- OBJECTIVE:
Tally the lines in the material below that contain the string "boxes", treating case as significant, and report only the number.

- DATA TO USE:
================================

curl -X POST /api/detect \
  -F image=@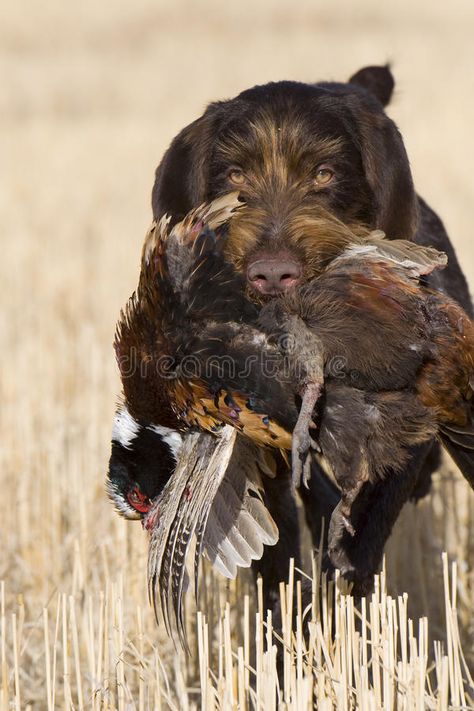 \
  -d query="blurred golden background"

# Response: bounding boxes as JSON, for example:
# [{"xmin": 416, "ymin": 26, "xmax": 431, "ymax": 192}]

================================

- WRITTEN ANSWER:
1